EXERCISE
Counting every line in the records below that holds "goalkeeper", give the total and add nothing.

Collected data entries
—————
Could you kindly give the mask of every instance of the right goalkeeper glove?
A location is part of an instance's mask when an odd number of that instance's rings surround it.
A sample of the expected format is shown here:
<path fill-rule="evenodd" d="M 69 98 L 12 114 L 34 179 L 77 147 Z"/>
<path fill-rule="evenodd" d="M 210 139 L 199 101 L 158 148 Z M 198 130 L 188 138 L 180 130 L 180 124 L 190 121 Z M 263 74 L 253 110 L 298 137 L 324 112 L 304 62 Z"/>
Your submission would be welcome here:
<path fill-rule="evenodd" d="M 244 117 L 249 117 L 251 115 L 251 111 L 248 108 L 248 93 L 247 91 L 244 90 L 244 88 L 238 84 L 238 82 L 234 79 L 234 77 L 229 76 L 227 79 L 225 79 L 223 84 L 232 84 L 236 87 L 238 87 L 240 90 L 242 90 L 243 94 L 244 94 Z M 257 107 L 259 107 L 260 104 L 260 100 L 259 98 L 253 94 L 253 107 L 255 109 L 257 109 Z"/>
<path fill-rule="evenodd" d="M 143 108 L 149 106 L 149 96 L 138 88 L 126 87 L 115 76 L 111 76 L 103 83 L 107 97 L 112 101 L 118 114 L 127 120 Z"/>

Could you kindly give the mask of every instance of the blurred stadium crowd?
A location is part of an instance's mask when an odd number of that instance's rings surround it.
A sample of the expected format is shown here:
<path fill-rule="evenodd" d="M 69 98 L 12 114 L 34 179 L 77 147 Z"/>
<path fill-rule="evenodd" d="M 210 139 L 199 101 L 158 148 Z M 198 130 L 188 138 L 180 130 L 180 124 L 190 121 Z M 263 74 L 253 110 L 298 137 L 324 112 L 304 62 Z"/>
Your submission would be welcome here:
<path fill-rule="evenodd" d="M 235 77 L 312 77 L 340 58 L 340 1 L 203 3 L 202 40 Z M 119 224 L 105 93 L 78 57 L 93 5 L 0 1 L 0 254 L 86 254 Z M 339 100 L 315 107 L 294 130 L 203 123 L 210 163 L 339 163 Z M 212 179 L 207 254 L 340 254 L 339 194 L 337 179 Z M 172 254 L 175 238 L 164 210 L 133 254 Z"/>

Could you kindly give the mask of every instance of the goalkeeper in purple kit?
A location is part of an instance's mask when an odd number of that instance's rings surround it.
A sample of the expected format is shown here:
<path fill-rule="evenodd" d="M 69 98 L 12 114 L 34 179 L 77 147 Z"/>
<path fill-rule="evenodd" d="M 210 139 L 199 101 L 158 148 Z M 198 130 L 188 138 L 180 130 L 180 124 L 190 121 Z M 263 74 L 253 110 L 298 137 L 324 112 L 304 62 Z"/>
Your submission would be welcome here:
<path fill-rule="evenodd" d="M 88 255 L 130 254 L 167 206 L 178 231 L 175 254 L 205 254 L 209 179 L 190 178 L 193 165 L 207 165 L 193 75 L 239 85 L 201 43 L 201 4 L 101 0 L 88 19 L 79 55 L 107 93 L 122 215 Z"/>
—————
ANSWER FOR THIS EXERCISE
2